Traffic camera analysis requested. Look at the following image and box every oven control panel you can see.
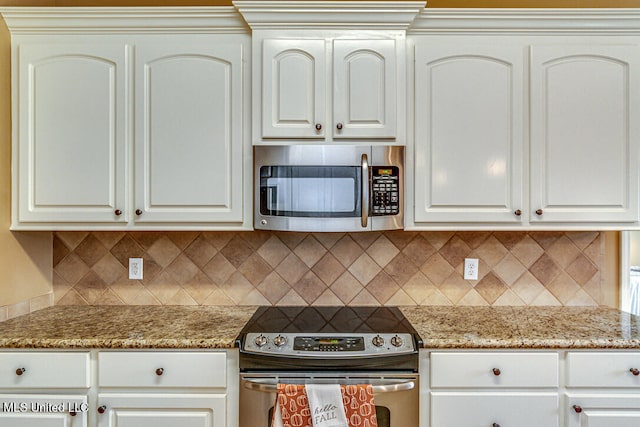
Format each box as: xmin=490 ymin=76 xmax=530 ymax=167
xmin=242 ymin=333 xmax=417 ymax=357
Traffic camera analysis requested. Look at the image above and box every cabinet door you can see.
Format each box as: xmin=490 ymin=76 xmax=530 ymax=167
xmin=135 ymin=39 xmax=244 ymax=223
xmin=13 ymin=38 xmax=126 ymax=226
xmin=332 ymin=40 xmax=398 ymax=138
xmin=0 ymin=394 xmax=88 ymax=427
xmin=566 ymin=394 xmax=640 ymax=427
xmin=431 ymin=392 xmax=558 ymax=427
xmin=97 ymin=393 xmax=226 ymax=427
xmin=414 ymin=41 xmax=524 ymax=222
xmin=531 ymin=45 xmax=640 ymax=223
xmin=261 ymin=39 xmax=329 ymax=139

++++++++

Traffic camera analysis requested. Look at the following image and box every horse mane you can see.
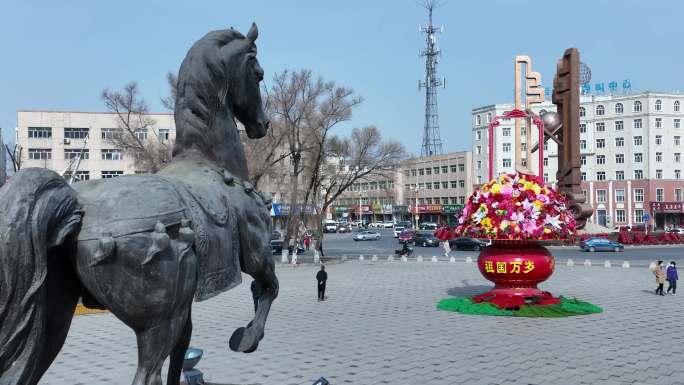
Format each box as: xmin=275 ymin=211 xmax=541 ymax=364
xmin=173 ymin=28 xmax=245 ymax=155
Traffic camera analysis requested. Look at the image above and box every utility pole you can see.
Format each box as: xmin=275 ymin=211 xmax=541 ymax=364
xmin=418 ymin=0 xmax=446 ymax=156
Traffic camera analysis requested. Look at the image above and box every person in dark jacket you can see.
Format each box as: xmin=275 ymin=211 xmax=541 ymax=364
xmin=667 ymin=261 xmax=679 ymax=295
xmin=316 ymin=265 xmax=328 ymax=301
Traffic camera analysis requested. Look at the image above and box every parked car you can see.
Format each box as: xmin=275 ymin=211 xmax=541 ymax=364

++++++++

» Task details:
Rewrite the lines from the one containing "panel you can see." through the one containing "xmin=261 ymin=39 xmax=329 ymax=139", inclusive, replacing "cabinet door" with "cupboard door" and keeping everything else the same. Omit the pictures.

» Exercise result:
Traffic camera analysis requested. Look at the following image and box every oven control panel you can see.
Format each box as: xmin=490 ymin=76 xmax=530 ymax=167
xmin=242 ymin=333 xmax=417 ymax=357
Traffic camera analysis requested. Look at the image above and box every cupboard door you can see.
Format each box as: xmin=490 ymin=76 xmax=530 ymax=167
xmin=135 ymin=39 xmax=244 ymax=223
xmin=13 ymin=38 xmax=126 ymax=226
xmin=332 ymin=40 xmax=398 ymax=138
xmin=0 ymin=394 xmax=88 ymax=427
xmin=566 ymin=394 xmax=640 ymax=427
xmin=431 ymin=392 xmax=558 ymax=427
xmin=97 ymin=393 xmax=226 ymax=427
xmin=414 ymin=41 xmax=524 ymax=222
xmin=531 ymin=45 xmax=640 ymax=223
xmin=261 ymin=39 xmax=329 ymax=139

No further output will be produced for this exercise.